• [ACTION ITEM] Go through the material below and return each line with the string "sock" in it.

======

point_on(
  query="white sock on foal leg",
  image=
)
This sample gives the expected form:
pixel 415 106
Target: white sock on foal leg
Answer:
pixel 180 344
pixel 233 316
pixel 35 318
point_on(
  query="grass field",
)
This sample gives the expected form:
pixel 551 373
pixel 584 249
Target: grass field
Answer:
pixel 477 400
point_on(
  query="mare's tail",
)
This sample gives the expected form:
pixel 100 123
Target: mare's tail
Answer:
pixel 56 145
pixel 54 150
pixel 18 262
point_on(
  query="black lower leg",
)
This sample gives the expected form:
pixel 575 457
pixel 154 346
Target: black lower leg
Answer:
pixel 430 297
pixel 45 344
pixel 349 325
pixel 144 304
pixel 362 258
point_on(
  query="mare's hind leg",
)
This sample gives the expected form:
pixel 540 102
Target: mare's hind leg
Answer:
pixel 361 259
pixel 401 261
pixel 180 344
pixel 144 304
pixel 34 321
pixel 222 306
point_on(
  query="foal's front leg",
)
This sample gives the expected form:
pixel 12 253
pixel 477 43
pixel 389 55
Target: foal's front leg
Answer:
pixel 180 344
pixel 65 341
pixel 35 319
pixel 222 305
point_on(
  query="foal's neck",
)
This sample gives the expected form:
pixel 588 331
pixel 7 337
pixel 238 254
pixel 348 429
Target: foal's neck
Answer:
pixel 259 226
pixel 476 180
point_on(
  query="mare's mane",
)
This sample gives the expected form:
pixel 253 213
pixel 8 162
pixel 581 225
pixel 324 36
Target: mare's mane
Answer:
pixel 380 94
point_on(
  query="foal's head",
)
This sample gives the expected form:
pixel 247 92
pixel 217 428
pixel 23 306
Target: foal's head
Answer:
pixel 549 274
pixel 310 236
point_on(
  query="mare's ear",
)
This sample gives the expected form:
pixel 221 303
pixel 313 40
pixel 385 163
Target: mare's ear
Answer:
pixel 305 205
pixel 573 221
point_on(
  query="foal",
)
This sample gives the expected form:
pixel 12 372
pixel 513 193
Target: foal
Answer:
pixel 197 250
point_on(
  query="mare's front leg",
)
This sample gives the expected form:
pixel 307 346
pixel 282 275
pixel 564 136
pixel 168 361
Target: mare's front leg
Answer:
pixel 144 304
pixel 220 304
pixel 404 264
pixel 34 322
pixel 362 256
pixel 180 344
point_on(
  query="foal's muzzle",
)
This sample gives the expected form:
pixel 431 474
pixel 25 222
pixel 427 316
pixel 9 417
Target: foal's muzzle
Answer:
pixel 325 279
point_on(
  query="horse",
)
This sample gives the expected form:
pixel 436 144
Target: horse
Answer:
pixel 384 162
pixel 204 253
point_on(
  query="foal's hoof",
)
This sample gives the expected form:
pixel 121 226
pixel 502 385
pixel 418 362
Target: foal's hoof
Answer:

======

• [OUTPUT OF THE EXERCISE]
  query="white sock on foal leg",
Target: white sock on foal leg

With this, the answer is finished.